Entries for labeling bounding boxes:
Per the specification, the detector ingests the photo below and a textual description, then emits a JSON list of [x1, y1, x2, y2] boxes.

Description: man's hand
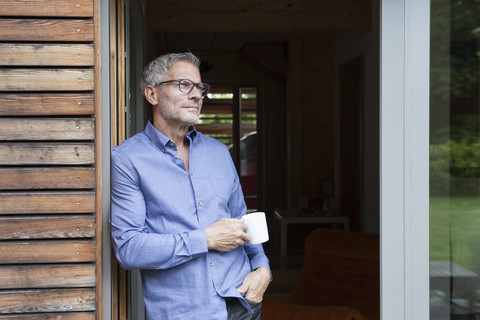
[[205, 218, 250, 252], [237, 267, 270, 302]]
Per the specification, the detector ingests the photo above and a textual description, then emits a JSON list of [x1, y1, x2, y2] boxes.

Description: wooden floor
[[265, 255, 304, 300]]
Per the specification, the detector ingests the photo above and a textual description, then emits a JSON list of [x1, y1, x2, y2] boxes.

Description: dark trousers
[[225, 298, 262, 320]]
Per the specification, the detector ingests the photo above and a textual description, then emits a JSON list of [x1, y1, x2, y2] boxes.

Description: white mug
[[242, 212, 268, 244]]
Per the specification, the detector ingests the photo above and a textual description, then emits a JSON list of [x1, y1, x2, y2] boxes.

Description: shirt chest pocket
[[210, 175, 234, 201]]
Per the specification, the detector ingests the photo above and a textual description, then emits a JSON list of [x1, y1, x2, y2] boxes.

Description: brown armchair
[[262, 228, 380, 320]]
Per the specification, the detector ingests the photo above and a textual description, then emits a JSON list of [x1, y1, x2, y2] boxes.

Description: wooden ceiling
[[144, 0, 372, 33]]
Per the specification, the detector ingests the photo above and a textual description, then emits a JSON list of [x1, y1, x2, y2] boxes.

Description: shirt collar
[[144, 119, 198, 150]]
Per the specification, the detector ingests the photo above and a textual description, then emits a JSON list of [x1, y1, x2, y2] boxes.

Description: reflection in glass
[[430, 0, 480, 320]]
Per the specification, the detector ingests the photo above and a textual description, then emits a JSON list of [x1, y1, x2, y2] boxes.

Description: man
[[110, 52, 271, 320]]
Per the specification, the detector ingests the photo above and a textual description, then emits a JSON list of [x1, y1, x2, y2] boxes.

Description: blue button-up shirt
[[110, 121, 269, 320]]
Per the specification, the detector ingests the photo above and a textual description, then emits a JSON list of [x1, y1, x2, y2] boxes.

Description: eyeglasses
[[156, 79, 210, 98]]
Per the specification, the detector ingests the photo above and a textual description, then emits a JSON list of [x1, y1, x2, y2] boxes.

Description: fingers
[[205, 218, 250, 251], [237, 267, 270, 302]]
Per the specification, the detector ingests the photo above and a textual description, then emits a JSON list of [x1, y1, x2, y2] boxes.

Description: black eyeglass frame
[[155, 79, 211, 98]]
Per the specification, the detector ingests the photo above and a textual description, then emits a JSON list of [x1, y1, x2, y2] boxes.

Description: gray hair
[[140, 52, 200, 93]]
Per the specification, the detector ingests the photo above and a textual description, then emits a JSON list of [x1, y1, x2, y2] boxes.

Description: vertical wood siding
[[0, 0, 102, 320]]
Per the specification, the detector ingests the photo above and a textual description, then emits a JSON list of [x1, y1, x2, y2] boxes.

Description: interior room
[[111, 0, 379, 316]]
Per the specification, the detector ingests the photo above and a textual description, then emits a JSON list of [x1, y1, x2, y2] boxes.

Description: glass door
[[430, 0, 480, 320]]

EXERCISE PROMPT :: Pull out every line in the entries above that contains the string "shirt", matching case exactly.

REPLY TO THE EXERCISE ::
Description: shirt chest pocket
Description: shirt collar
Description: blue button-up shirt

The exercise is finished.